Actually, the instrumentation—which was the result of circumstance and hardship after all—is used ingeniously by Messiaen in creating a selection of solos, duos, and so on. Would you care to explain a little more about the structure of the piece?
All the movements are constructed to mirror (or comment on) a specific text from the Gospel of John. There are eight movements total. Each of the four musicians plays six movements, and only four movements are tutti. I don´t know about his mysteries of numbers, but I am sure Messiaen has a special reason for every note and for the overall structure of this.
The famous violin movement, the final “Louange à l’immortalité de Jésus” is “your” movement of course (along with Mr. Salo, of course). It is the violin that, although initially representing Jesus the Man, ends with a long ascent into the higher registers of your instrument to represent the ascent back into Heaven. What would you say are the challenges of this movement for the violinist?
It is so beautiful and so hard to play after the long journey through this piece. First of all, it is hard to keep the pulse down and relax sufficiently to avoid the bow jumping up and down. All the muscles in the body have been working so hard for almost an hour, and the mind has also been on a long journey. So it is very challenging to keep calm and also have the strength to play such a long musical line. The movement is nine minutes long, and it is truly a climb from the most silent place to heaven. Every time I play it, it is different, because it depends on the atmosphere, the hall, and the audience. Scary!

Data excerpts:
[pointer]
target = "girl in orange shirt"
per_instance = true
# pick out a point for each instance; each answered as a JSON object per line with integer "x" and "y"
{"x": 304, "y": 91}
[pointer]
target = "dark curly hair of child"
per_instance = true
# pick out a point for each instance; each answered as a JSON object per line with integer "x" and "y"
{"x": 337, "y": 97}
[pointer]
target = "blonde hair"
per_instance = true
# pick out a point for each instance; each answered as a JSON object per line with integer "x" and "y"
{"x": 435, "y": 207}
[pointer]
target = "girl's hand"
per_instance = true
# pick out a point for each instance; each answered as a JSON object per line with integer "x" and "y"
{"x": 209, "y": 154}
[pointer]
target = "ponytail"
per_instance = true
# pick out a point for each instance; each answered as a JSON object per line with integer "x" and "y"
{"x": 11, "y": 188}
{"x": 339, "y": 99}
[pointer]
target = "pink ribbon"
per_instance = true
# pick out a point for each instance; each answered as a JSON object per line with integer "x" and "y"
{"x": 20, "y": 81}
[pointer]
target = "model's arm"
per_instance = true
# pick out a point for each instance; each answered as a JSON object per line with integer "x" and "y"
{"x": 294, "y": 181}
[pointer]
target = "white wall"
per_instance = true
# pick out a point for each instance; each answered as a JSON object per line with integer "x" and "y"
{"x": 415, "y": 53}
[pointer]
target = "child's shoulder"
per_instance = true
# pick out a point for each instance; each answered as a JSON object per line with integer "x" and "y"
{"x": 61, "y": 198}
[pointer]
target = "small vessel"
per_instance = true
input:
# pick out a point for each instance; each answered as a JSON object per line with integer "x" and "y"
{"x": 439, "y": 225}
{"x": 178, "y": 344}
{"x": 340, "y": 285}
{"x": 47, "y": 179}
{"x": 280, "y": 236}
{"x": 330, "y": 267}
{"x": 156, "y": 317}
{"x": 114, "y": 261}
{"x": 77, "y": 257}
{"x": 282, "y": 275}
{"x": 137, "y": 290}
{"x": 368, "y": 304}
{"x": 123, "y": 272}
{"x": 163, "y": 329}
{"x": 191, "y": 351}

Directions for this task: Could you give everything from "Actually, the instrumentation—which" down to "structure of this." in the interview again, swapping "Messiaen" for "the composer"? Rely on the interview alone.

Exercise solution:
Actually, the instrumentation—which was the result of circumstance and hardship after all—is used ingeniously by the composer in creating a selection of solos, duos, and so on. Would you care to explain a little more about the structure of the piece?
All the movements are constructed to mirror (or comment on) a specific text from the Gospel of John. There are eight movements total. Each of the four musicians plays six movements, and only four movements are tutti. I don´t know about his mysteries of numbers, but I am sure the composer has a special reason for every note and for the overall structure of this.